Print every one of the records below word for word, with no changes.

■ ■ ■ ■ ■ ■ ■

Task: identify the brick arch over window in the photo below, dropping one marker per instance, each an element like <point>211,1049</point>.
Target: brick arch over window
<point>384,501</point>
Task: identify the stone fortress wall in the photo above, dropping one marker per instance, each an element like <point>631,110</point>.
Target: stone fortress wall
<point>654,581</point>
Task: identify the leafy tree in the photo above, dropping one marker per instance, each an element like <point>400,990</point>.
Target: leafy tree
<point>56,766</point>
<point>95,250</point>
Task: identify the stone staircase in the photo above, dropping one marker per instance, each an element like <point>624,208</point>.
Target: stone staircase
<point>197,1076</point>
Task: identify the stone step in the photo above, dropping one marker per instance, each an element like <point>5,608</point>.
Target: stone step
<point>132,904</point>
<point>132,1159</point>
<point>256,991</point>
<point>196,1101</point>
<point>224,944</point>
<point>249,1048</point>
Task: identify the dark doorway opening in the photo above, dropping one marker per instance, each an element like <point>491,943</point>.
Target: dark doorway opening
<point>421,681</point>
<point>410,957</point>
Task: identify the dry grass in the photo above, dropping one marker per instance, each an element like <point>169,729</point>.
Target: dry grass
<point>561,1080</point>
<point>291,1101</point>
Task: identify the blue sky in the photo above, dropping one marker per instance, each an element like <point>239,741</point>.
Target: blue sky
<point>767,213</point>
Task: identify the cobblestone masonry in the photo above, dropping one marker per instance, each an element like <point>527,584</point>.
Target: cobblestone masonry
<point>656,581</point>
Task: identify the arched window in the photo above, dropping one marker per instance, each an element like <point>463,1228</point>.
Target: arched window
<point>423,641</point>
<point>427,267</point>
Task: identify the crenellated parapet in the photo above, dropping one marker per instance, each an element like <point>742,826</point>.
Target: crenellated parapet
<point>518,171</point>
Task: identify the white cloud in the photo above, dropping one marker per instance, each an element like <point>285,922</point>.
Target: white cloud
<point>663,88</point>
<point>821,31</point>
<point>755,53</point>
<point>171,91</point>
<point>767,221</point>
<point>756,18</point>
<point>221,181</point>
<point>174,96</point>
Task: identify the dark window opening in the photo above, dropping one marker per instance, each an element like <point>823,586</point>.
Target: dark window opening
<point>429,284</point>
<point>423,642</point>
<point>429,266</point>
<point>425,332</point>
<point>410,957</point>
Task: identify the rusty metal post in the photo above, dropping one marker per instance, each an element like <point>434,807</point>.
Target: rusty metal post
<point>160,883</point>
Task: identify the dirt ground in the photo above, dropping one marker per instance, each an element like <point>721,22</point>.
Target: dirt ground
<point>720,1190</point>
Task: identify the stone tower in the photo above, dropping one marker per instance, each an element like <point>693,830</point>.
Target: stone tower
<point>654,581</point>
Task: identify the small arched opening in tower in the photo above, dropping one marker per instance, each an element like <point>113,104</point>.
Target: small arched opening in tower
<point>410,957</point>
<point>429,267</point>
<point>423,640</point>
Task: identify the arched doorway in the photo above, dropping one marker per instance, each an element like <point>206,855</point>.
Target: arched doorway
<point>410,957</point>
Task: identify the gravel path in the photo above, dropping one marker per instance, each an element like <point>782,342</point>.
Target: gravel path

■ ■ ■ ■ ■ ■ ■

### Final result
Task: identify the brick arch over window in the photo below, dropping one marker per instance, each an element like <point>211,1049</point>.
Target: brick arch over window
<point>384,501</point>
Task: identify the stone fortress wall in the photo above, dropping one marker per instance, each an element like <point>631,110</point>.
Target: stone fortress wall
<point>654,581</point>
Task: identify the leafy tree in the photo above, dropping one marker per instance, each an element like <point>400,990</point>.
Target: leafy tree
<point>56,766</point>
<point>95,250</point>
Task: identify the stone staircase in the photo above, dropping one marker per instance, each an element like <point>624,208</point>.
Target: stone staircase
<point>197,1076</point>
Task: identify the stone step in the photo above, dropping one marker per instance, each an element like <point>5,608</point>.
Target: stone step
<point>132,904</point>
<point>132,1159</point>
<point>256,991</point>
<point>196,1101</point>
<point>224,944</point>
<point>249,1048</point>
Task: identify the dark doorway opening in the photo above, dropping one marker per instance, each an element like <point>491,943</point>.
Target: dark doorway opening
<point>421,681</point>
<point>410,957</point>
Task: identify the dry grass in the photo above, dropping one marker per instance, each an element like <point>169,729</point>.
Target: dry grass
<point>561,1080</point>
<point>291,1101</point>
Task: identify the blue sky in the photo above, dropping one marker per instance, each an element like <point>239,741</point>.
Target: blue sky
<point>767,213</point>
Task: identify the cobblestone masonry in the photo above, dropping one marker per instance, each an element like <point>527,584</point>.
Target: cobblestone masonry
<point>656,581</point>
Task: identify the arched window in the photo above, dropping one marker per instance, each an element like <point>463,1228</point>.
Target: arched window
<point>423,641</point>
<point>427,267</point>
Task: identify the crenellated parapet in the photo above, dropping one marker per instance, each an element like <point>742,826</point>.
Target: crenellated parapet
<point>518,171</point>
Task: identify the white cloud in the photo above, dropping one marker per instance, each an element like <point>285,922</point>.
Target: white cloud
<point>663,88</point>
<point>821,31</point>
<point>755,53</point>
<point>171,91</point>
<point>767,221</point>
<point>756,18</point>
<point>221,181</point>
<point>174,96</point>
Task: identify the dark window opening in the photo above, dropping one marker per instance, each an element like <point>823,586</point>.
Target: dark window opening
<point>429,284</point>
<point>423,642</point>
<point>429,266</point>
<point>425,332</point>
<point>410,957</point>
Task: identify the rusty metal post in the photo above, dropping one marker per instance, each an element like <point>434,807</point>.
Target: rusty metal post
<point>160,883</point>
Task: identify the dirt ground in the photo above, dropping one marker per instance, each an element like <point>721,22</point>.
Target: dirt ground
<point>720,1190</point>
Task: identify the stone tower in the photo above, dropping one marker per instance, each an element like <point>693,830</point>.
Target: stone tower
<point>654,581</point>
Task: identify the small arched opening in tower in the photo above, dropping one marker per instance, each an element like <point>113,104</point>.
Target: small arched opening in tower
<point>410,957</point>
<point>429,267</point>
<point>423,640</point>
Task: identify the arched doorway in the photo above, dropping one marker per instance, each an element like <point>206,855</point>.
Target: arched doorway
<point>410,957</point>
Task: identify the gravel path in the photo above, dropping one marker per instance, each an element like <point>782,342</point>.
Target: gravel path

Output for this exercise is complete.